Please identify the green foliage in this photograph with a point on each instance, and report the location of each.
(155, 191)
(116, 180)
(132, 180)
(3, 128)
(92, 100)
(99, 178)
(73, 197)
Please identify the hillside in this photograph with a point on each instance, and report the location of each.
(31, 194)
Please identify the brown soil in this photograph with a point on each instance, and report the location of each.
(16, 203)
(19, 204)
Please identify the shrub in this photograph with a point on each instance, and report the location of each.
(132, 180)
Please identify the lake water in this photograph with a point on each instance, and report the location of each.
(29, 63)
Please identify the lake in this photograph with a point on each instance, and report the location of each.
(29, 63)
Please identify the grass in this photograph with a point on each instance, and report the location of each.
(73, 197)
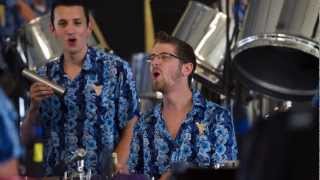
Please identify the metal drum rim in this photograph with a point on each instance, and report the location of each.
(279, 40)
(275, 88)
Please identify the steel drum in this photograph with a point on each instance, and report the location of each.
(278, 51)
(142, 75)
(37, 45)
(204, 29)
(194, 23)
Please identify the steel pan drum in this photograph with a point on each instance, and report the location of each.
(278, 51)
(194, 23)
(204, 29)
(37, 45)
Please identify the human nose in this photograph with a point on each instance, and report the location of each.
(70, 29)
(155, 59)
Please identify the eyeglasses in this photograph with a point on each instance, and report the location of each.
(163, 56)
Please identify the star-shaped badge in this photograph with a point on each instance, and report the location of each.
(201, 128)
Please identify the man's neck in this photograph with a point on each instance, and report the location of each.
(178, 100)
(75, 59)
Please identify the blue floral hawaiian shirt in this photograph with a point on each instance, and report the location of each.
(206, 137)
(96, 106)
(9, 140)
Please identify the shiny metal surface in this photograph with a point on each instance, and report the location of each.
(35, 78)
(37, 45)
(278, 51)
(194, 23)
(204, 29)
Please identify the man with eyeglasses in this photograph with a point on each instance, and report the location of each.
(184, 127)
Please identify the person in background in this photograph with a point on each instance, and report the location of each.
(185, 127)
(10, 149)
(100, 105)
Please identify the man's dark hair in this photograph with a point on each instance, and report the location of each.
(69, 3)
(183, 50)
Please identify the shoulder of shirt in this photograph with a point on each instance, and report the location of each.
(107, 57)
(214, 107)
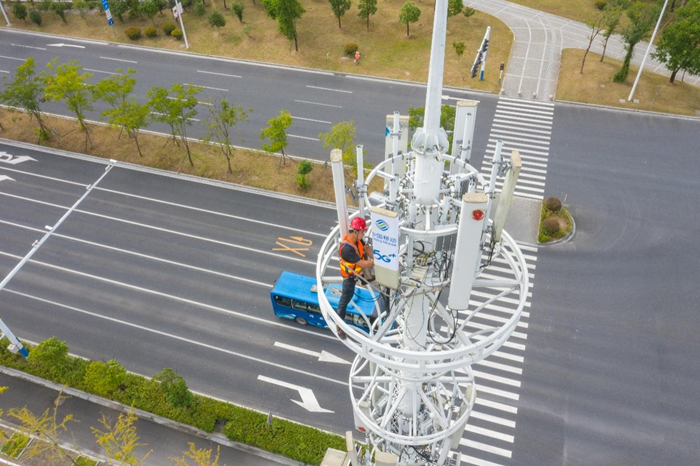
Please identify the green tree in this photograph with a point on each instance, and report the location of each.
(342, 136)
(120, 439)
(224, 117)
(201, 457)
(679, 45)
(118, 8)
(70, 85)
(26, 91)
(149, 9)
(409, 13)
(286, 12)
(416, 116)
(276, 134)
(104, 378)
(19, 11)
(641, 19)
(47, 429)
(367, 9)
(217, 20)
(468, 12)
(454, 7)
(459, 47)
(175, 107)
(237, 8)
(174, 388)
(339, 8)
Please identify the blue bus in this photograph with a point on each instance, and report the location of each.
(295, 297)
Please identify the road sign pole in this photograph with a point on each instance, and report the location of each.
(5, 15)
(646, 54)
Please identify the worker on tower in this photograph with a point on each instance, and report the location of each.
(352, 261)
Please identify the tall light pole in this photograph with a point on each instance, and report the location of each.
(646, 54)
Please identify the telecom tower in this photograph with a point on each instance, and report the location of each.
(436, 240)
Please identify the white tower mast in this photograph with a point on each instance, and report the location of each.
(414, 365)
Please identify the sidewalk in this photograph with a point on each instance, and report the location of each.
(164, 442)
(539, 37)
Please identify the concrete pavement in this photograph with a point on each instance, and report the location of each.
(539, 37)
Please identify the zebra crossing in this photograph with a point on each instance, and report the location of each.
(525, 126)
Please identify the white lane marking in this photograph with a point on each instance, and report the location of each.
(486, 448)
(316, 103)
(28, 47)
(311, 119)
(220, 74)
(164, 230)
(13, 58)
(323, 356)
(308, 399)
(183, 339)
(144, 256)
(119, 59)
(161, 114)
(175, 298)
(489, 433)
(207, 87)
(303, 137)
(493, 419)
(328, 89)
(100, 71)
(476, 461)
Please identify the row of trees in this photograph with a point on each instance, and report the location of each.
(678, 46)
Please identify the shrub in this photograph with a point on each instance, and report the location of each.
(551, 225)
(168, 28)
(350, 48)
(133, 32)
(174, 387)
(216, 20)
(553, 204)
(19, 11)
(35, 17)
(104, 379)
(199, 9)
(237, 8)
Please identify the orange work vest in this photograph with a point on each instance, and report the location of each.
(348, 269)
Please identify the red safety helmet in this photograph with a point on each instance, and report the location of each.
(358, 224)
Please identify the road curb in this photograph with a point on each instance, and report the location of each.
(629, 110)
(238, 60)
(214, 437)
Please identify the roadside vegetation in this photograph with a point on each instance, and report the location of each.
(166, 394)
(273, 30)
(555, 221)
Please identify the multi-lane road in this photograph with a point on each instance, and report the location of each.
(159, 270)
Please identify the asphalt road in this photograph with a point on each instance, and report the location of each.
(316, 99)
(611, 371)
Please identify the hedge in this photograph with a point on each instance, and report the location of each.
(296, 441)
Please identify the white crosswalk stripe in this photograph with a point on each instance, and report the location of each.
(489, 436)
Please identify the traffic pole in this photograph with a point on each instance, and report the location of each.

- [WORK INSTRUCTIONS] Leave out the pictures and copy the rest of the material above exactly.

- [PROBLEM SOLUTION]
Please identify the green foliage in this photograph with a point on each instance, and report the location of each.
(155, 191)
(116, 180)
(132, 180)
(3, 128)
(92, 100)
(99, 178)
(73, 197)
Please identify the hillside in this photograph with a point on each instance, and report the location of each.
(31, 194)
Please identify the brown soil in this photograph with a point on each instance, and report the location of each.
(16, 203)
(19, 204)
Please identify the shrub in this photograph with a point on each instance, and report the location of each.
(132, 180)
Please identify the lake water in this photograph with a point on each instance, and report the location of each.
(29, 63)
Please identify the lake in this photograph with a point on each instance, and report the location of each.
(29, 63)
Please identify the grass in this photograph with a point on each instance, and report the location of each.
(73, 197)
Please identify the metal drum rim in this photograph with a point on each instance, and report the location of each.
(279, 40)
(275, 88)
Please identify the steel drum in this photograph with a point on each instance, and report the location of each.
(278, 51)
(142, 75)
(37, 45)
(204, 29)
(194, 23)
Please identify the steel pan drum in this photograph with a point on each instance, and report the location of each.
(278, 51)
(194, 23)
(204, 29)
(37, 45)
Please identify the human nose in this photograph with a point on each instance, and report the location of each.
(70, 29)
(155, 59)
Please identify the eyeglasses in this photograph with a point on each instance, and report the location of each.
(163, 56)
Please identify the star-shaped badge in this photograph with a point on each instance, and report the location of each.
(201, 128)
Please identify the man's neck in this photograph with a point on each instance, and report the location of each.
(178, 100)
(75, 59)
Please identify the blue floral hawaiian shirt in this photograph with a point on each instance, and report the location of each.
(206, 137)
(96, 106)
(9, 140)
Please identify the shiny metal surface in this photograph with a point on each instance, and report the location of each.
(35, 78)
(37, 45)
(278, 51)
(194, 23)
(204, 29)
Please identify the man with eyeglasses in this photograph with a point on each instance, and report the location of each.
(184, 127)
Please identify the person in background in this photograph with a point on each instance, and report the location of each.
(185, 127)
(10, 149)
(100, 105)
Please identify the man's dark hair in this photograph with a point on each instance, and report the location of each.
(69, 3)
(183, 50)
Please identify the shoulder of shirt in this photograph with a point on each instance, and report the location of each.
(107, 57)
(214, 107)
Please identify the green tree in this photograph with a point on each instance, and report the location of each.
(342, 136)
(120, 439)
(224, 117)
(201, 457)
(679, 45)
(118, 8)
(70, 85)
(26, 91)
(149, 9)
(409, 13)
(286, 12)
(416, 116)
(276, 134)
(104, 378)
(19, 11)
(641, 19)
(47, 429)
(367, 9)
(217, 20)
(468, 12)
(454, 7)
(459, 47)
(175, 107)
(237, 8)
(174, 388)
(339, 8)
Please identify the blue bus in this photograph with a point on each instance, and report the location of each.
(295, 297)
Please identify the road sign pole in this photograph with a point on each instance, and report the location of each.
(5, 15)
(646, 54)
Please identify the worker on tower in this photograph with a point on each instance, and report the location of each.
(352, 261)
Please identify the tall light pole in this photograph with a point on each instance, and report the location of each.
(646, 54)
Please identify the telecom tower in this photograph with a point on each instance, and report the location of each.
(436, 240)
Please identify the white tower mast in this photograph with a point on each instance, and report the location of each.
(414, 365)
Please identify the sidewalk in this photograph with a point on each instance, and report the location of each.
(164, 442)
(539, 37)
Please identify the concrete pavement in this photograph with a point on each instance, and report the location of each.
(539, 37)
Please identify the zebra crossing in this photograph with a point on each instance, and report the location of each.
(525, 126)
Please identify the white lane marking in this photograph with a point on each instance, and report the location of each.
(486, 448)
(316, 103)
(28, 47)
(311, 119)
(220, 74)
(164, 230)
(13, 58)
(323, 356)
(308, 399)
(183, 339)
(144, 256)
(119, 59)
(161, 114)
(175, 298)
(489, 433)
(207, 87)
(303, 137)
(493, 419)
(328, 89)
(100, 71)
(476, 461)
Please identify the row of trees in this photograph with a point on each instance, and report the location of each.
(678, 46)
Please identify the shrub in this photograph with a point on each instance, and report the location of each.
(551, 225)
(168, 28)
(350, 48)
(133, 32)
(174, 387)
(216, 20)
(553, 204)
(19, 11)
(35, 17)
(104, 379)
(199, 9)
(237, 8)
Please identify the orange work vest in this photograph with a point on each instance, and report the location of each.
(348, 269)
Please identify the red safety helmet in this photograph with a point on each instance, and report the location of each.
(358, 224)
Please identify the road curb in this photograph with a point on each instance, and report the location of each.
(629, 110)
(238, 60)
(214, 437)
Please identify the roadside vegetation in this photograph with a point on each instance, and report the location of each.
(166, 394)
(273, 30)
(555, 221)
Please identify the multi-lane road in this photograph with a point on each instance, and report the location of each.
(159, 270)
Please identify the asphalt road in this photograph with a point on each instance, and report the location of each.
(316, 99)
(611, 371)
Please identify the hedge in this photograph with a point on each instance, and report the location of each.
(296, 441)
Please identify the white crosswalk stripe in this photograph with a point on each instance, and report the location of each.
(489, 436)
Please identify the traffic pole in this photograph with a point on each instance, and report the location of each.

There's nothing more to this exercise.